• [Exercise input]:
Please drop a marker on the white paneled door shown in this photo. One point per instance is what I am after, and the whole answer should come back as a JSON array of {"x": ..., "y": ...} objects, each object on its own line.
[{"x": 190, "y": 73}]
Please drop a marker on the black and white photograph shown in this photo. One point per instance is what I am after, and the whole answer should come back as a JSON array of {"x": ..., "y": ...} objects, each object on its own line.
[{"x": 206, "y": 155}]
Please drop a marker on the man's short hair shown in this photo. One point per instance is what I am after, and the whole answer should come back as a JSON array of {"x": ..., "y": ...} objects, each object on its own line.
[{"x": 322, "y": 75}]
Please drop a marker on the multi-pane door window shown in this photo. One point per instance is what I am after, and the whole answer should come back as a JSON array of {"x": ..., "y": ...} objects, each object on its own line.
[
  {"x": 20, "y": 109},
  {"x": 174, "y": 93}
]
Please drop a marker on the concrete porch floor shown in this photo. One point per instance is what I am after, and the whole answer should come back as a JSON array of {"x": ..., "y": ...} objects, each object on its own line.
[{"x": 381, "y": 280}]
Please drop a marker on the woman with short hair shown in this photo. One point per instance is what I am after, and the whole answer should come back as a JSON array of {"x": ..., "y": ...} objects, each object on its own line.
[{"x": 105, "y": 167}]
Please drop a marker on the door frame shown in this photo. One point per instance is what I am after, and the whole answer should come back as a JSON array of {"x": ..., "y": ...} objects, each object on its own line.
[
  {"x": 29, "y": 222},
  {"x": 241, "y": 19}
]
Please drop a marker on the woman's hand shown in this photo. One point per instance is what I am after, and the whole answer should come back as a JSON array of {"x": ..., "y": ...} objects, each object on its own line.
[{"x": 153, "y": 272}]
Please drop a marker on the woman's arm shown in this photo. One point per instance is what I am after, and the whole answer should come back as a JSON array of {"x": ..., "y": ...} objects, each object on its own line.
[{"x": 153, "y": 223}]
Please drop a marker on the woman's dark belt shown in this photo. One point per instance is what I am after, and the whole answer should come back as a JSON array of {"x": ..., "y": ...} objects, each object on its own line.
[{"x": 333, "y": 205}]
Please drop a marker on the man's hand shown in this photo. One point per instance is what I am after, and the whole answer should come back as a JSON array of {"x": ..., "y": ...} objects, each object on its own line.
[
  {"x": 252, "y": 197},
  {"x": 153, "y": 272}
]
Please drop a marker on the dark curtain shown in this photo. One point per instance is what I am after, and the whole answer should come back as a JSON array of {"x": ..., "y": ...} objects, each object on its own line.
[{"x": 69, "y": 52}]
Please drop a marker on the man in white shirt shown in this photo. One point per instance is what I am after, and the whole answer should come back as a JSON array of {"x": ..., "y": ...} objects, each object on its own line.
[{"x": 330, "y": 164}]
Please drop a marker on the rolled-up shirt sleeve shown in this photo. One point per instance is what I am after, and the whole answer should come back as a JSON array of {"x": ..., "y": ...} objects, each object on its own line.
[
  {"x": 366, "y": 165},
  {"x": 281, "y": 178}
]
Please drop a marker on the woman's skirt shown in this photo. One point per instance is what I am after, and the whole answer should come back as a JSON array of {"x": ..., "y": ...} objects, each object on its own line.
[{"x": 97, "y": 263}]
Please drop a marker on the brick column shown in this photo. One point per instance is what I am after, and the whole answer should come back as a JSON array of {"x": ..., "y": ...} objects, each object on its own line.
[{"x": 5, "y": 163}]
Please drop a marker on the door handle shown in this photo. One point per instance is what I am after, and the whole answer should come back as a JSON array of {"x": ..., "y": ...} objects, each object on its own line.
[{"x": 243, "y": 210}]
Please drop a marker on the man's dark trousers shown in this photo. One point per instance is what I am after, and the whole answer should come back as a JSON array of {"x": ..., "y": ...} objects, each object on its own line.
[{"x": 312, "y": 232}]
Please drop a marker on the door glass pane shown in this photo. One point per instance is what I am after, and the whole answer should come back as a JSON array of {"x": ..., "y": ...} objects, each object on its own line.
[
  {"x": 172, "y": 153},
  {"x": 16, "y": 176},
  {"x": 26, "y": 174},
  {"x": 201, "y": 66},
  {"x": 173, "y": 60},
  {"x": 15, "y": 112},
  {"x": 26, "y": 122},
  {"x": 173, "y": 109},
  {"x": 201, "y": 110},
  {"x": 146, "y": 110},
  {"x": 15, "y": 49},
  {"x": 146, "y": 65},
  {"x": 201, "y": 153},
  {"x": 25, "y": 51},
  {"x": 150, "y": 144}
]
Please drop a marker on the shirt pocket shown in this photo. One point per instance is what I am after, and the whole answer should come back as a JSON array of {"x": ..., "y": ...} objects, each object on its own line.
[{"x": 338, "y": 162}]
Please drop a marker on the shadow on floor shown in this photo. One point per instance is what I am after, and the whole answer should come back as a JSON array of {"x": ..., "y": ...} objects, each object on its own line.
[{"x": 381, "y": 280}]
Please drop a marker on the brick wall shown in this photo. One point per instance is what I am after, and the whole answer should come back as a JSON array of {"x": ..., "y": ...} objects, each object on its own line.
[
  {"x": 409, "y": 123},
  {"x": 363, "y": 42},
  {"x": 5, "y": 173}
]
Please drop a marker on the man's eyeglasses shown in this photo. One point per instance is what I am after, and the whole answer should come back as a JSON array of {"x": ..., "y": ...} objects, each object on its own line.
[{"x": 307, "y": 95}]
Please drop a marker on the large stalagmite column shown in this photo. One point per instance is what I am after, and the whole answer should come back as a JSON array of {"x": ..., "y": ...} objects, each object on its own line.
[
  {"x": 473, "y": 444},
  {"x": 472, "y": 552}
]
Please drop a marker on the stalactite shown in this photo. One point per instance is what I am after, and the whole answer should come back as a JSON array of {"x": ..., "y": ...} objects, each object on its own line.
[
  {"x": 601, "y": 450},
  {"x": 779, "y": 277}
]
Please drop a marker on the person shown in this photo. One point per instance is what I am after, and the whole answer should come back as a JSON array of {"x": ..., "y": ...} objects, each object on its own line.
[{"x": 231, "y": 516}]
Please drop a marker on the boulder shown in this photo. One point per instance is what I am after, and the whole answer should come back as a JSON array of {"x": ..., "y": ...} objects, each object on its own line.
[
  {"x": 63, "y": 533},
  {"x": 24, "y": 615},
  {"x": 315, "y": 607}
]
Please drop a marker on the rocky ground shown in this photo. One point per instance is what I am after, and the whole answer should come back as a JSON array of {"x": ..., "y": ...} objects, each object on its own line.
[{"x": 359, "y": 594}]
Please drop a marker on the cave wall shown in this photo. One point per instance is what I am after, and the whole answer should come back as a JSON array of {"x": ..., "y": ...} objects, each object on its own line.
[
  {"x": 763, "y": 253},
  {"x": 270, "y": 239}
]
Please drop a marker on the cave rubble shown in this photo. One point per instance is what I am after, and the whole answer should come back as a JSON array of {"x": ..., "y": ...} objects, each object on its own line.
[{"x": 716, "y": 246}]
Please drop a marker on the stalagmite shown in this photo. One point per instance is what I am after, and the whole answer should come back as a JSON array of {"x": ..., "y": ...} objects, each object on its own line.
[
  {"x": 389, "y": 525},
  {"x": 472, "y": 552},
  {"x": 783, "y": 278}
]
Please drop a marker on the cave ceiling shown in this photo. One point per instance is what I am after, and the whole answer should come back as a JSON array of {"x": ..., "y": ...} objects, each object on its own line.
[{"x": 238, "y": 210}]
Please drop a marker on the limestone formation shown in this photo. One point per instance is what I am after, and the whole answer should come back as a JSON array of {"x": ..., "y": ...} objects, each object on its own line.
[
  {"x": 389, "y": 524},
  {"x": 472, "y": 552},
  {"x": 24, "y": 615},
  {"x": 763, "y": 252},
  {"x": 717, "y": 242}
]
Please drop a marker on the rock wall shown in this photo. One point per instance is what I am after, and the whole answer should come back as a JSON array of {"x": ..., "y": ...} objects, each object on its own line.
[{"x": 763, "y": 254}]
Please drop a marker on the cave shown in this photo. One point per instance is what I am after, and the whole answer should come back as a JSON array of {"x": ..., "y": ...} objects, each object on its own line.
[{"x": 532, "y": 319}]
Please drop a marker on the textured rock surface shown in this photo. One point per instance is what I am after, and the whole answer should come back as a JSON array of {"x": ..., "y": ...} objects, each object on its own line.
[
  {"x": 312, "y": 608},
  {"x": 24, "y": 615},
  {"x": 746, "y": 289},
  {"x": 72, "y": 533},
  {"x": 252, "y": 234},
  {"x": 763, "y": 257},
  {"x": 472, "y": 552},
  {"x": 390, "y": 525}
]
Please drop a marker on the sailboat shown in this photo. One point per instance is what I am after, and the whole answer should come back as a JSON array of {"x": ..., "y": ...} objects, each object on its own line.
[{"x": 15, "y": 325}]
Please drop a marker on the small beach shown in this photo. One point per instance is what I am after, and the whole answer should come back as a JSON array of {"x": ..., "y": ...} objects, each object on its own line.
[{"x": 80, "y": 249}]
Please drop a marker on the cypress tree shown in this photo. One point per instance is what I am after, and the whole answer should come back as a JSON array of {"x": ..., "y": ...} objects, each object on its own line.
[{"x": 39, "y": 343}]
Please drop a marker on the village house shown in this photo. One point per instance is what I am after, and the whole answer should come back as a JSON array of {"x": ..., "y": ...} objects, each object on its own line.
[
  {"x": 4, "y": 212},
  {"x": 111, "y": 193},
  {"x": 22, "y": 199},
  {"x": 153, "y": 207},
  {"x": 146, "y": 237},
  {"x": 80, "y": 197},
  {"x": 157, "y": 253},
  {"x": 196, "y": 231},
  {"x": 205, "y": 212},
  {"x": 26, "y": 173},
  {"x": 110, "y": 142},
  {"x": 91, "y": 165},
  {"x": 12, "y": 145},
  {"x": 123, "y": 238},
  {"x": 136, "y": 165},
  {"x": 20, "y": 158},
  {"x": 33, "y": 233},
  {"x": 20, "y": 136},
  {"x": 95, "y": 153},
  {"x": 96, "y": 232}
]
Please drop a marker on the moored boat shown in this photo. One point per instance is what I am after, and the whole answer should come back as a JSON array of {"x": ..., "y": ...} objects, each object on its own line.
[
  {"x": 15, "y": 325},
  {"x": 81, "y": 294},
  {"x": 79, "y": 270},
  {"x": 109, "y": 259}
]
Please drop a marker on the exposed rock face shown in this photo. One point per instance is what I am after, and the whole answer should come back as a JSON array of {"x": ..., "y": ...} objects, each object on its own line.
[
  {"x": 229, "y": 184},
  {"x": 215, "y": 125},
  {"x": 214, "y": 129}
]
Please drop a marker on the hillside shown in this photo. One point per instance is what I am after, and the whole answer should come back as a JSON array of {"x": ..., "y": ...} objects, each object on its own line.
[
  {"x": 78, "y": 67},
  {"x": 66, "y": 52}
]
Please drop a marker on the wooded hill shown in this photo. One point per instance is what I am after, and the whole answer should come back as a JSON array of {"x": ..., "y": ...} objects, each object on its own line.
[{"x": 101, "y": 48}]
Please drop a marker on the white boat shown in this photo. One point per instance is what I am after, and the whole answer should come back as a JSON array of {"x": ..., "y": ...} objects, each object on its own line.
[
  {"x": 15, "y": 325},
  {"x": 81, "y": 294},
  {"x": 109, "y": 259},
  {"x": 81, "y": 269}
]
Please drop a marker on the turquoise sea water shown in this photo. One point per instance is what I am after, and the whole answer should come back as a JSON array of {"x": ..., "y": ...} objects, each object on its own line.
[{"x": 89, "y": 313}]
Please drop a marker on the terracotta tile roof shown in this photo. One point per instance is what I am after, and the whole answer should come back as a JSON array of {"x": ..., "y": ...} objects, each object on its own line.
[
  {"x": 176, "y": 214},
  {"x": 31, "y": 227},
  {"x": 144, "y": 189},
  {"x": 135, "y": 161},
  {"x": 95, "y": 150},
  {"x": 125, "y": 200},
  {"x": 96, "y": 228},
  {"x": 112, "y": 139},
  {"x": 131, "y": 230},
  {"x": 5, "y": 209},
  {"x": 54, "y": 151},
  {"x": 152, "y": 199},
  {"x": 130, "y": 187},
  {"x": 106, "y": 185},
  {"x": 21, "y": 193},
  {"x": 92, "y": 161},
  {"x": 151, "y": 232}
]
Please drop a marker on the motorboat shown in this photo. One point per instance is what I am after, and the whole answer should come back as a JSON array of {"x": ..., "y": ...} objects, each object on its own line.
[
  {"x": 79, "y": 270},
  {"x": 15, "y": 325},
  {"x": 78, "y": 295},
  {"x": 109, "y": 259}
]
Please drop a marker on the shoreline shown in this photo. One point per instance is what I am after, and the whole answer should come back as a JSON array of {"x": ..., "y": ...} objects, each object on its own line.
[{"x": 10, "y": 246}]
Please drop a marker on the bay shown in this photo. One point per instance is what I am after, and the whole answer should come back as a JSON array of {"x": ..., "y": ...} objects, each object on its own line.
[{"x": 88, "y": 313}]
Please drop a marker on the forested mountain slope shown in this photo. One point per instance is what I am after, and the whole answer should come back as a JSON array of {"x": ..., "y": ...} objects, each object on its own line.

• [Objective]: Lay out as a numbered list everything from the line containing "Please drop a marker on the shoreline" down to the end of the data above, with blank lines omitted.

• [Exercise output]:
1. Please drop a marker on the shoreline shown in this photo. One point per instance is what I am after, and the whole answer should come back as a JSON array of {"x": ..., "y": ...} objects, each object on its own line.
2. [{"x": 10, "y": 246}]
3. Please drop a marker on the bay shown in this photo. One point per instance is what I am after, and the whole answer should come back as a JSON array of {"x": ..., "y": ...} objects, each object on its own line.
4. [{"x": 88, "y": 313}]
5. Please drop a marker on the forested mountain slope shown in this photo. One point per instance is what I am after, and the whole answer should come back as a JSON array of {"x": ..., "y": ...} objects, each object on its own line.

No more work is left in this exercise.